JOBS
#1 Decide whether each statement below agrees with the text on care packages for Navy recruits. Answer yes or no for each, and quote the words from the text that decide it.
(a) Care packages should be saved for "A" School and after.
(b) A recruit would open a care package with no one watching.
(c) IT is extra PT given as a corrective action.
#2 In the text on care packages for Navy recruits, what two things can IT stand for?
#3 Write the next reply in the text on care packages for Navy recruits, picking up after its final line.

BEGIN GIVEN TEXT

No, save the Care Packages for "A" School and after. See Letter Writing & Fun Stuff/Questionnaires to send to your Recruit for info on what you can and cannot send.
yikes! he will never see or taste it!
Actually, he would see it since he would have to open it in front of the RDC. He most likely would not enjoy receiving it though since he most likely would not get to keep very many, if any, of the items enclosed and very well could receive IT while someone else enjoys the contents or the contents are trashed in front of him as he is completing the IT.
IT: Intensive Training or Instructional Training; extra PT given to a recruit or a division as a corrective action (punishment). IT occurs when a Recruit, Recruits, or a Division need/s an extra reminder of what is the Navy way to do things. In this case, the reminder is to let loved ones know to read the Family Guide and not to send care packages.
and to think I was trying to be nice, and not say what really happens there! lololol LE!

END GIVEN TEXT
BEGIN SUPPLIED INFORMATION

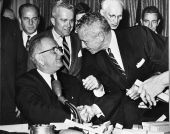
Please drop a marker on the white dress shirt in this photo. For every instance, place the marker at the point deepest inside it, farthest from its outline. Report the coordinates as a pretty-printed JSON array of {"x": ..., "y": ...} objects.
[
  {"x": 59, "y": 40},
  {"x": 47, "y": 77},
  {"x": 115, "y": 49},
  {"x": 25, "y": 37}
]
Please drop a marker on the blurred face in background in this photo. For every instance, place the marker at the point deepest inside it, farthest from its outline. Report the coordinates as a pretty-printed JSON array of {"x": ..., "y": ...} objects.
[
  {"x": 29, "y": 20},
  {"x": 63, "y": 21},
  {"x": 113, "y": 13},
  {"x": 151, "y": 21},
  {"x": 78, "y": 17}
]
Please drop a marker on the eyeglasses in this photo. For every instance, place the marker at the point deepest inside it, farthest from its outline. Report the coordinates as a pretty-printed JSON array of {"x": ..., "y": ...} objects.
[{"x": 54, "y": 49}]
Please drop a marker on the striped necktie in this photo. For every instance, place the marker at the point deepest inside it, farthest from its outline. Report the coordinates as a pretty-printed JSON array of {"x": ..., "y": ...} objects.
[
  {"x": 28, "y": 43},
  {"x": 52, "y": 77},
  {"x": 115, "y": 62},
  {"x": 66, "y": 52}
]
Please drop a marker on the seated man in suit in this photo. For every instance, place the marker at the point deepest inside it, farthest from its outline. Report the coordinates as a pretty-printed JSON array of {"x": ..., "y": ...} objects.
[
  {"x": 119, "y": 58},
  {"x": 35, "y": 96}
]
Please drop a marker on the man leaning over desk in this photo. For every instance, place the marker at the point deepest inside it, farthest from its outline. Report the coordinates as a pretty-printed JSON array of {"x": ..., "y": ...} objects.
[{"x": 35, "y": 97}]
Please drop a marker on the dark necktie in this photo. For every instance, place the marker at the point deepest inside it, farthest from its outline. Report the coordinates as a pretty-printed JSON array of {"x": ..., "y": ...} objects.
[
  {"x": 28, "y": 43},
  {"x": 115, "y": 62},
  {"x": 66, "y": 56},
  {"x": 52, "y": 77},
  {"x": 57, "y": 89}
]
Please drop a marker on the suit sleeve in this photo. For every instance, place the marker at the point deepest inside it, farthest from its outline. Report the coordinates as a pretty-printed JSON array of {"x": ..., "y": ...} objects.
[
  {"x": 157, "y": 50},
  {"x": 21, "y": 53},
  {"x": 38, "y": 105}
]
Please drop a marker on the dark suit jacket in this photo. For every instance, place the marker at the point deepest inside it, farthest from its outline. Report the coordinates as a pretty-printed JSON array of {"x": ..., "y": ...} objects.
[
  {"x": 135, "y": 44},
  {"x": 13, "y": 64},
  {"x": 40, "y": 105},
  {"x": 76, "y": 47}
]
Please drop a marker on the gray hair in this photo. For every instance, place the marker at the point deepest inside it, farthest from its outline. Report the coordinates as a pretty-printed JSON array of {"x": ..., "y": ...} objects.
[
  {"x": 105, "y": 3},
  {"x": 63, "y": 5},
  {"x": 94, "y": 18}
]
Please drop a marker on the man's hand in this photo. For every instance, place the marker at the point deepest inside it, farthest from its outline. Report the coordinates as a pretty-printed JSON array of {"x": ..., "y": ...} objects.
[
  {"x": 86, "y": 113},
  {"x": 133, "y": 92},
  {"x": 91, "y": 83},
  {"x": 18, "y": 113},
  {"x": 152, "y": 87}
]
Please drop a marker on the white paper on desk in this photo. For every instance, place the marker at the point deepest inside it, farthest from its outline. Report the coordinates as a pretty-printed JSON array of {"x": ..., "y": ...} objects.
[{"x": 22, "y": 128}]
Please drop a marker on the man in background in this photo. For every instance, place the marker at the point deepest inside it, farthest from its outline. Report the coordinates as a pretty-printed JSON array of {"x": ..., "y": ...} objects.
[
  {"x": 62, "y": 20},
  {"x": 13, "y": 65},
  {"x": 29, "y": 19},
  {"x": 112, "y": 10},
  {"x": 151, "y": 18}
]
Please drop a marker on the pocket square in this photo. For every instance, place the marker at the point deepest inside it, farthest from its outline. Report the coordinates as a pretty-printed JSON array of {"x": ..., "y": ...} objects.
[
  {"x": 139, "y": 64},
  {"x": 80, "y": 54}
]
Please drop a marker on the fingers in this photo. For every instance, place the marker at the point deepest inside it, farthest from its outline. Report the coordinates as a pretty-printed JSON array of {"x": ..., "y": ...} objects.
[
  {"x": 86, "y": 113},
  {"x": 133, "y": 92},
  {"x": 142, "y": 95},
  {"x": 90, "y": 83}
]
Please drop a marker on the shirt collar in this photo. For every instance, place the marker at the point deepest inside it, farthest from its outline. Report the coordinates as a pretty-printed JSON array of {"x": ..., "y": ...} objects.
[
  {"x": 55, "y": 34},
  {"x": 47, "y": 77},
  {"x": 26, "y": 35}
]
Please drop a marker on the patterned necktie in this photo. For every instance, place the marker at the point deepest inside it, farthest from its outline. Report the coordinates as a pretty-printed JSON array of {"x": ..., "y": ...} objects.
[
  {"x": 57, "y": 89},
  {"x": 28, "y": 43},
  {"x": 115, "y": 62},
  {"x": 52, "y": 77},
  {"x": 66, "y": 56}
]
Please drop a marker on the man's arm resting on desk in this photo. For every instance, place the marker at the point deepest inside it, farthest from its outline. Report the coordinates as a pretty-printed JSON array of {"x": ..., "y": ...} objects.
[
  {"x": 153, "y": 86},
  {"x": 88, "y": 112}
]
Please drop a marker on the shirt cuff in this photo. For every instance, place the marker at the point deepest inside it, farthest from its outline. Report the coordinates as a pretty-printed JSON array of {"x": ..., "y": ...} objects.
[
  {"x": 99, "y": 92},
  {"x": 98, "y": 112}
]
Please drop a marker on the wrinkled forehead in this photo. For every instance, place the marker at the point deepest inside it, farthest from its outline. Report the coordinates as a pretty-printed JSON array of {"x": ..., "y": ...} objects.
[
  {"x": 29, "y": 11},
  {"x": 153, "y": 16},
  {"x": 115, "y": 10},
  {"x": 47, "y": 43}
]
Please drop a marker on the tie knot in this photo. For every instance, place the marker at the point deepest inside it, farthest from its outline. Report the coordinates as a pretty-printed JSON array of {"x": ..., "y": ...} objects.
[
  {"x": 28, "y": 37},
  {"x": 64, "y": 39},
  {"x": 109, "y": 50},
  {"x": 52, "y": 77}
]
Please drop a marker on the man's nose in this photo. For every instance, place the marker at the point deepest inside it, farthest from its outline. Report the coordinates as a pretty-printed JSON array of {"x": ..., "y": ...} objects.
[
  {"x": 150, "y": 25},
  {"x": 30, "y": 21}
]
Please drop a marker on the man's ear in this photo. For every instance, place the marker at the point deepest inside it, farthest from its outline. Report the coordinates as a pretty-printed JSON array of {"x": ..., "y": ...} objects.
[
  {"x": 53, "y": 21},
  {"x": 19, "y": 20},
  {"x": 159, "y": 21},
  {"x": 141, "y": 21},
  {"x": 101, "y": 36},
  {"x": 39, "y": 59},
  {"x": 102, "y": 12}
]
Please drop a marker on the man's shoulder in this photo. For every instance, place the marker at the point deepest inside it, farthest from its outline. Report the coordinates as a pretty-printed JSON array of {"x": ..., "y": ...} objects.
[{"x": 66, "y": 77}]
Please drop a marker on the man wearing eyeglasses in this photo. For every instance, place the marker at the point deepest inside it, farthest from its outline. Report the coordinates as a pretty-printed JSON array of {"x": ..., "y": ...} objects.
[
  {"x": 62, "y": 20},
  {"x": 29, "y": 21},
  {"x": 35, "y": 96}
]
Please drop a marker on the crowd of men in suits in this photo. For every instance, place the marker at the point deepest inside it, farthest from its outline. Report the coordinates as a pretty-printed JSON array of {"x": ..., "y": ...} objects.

END SUPPLIED INFORMATION
BEGIN SUPPLIED INFORMATION

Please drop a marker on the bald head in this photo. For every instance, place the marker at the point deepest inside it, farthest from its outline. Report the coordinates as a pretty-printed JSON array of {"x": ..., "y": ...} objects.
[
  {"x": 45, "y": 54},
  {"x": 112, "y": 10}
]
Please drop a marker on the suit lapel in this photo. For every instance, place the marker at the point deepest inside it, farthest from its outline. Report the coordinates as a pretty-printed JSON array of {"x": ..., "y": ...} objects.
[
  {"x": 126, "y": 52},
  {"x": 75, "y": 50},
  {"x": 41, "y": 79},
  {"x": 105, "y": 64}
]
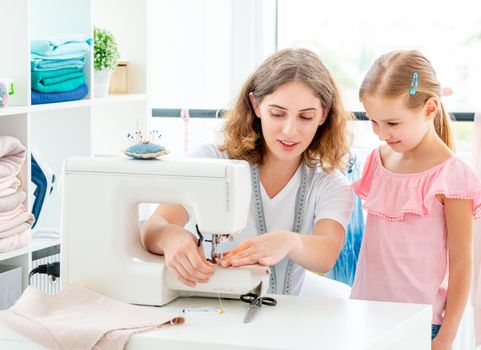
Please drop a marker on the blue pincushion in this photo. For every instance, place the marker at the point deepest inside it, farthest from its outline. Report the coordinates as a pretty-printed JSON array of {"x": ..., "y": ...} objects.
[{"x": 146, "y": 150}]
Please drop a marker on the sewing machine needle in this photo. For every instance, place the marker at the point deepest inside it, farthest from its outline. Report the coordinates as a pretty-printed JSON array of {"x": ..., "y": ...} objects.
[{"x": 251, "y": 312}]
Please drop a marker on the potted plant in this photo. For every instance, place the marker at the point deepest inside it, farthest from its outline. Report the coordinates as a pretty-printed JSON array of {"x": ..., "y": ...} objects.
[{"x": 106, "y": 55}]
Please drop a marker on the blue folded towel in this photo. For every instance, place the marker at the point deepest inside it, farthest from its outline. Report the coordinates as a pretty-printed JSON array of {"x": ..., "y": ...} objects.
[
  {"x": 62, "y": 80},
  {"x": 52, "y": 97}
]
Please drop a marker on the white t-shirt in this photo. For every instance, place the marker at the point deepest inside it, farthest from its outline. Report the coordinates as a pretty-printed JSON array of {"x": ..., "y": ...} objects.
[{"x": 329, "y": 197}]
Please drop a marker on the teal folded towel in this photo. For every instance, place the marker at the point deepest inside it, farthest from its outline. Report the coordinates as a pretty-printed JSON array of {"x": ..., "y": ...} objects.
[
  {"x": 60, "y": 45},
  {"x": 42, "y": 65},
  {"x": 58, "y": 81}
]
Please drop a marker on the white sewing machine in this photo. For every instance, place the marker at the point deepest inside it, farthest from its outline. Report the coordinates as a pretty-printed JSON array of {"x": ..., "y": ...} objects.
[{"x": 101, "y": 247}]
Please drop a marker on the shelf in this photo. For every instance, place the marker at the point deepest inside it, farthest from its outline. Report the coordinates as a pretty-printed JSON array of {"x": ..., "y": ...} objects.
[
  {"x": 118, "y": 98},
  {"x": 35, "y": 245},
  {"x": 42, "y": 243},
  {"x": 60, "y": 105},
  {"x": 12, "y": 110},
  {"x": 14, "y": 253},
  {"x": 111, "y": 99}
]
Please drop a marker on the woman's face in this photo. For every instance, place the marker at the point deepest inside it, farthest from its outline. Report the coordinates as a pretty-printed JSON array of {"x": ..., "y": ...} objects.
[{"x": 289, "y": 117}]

END SUPPLIED INFORMATION

RESULTS FOR THE EXERCISE
#1
(a) Yes: "save the Care Packages for "A" School and after"
(b) No: "he would have to open it in front of the RDC"
(c) Yes: "extra PT given to a recruit or a division as a corrective action (punishment)"

#2 Intensive Training or Instructional Training.

#3
:o) I side-stepped it in my first post, but I couldn't resist when you posted.
Gosh! I didn't know he would get punished for something I did! Thank you for letting me know.
they don't have time to stand there and open packages they just get send return to sender.
NO one opens recruits mail besides the recruit him or her self.
There is always be miss information given out no one really knows what happens at boot camp your recruit get three meals a day and is not in prison ! too remember there are well over 10,000 recruits at any one time on boot camp base that is tons of mail to hand out every day.
funny thing is, this rumor comes from the recruits themselves!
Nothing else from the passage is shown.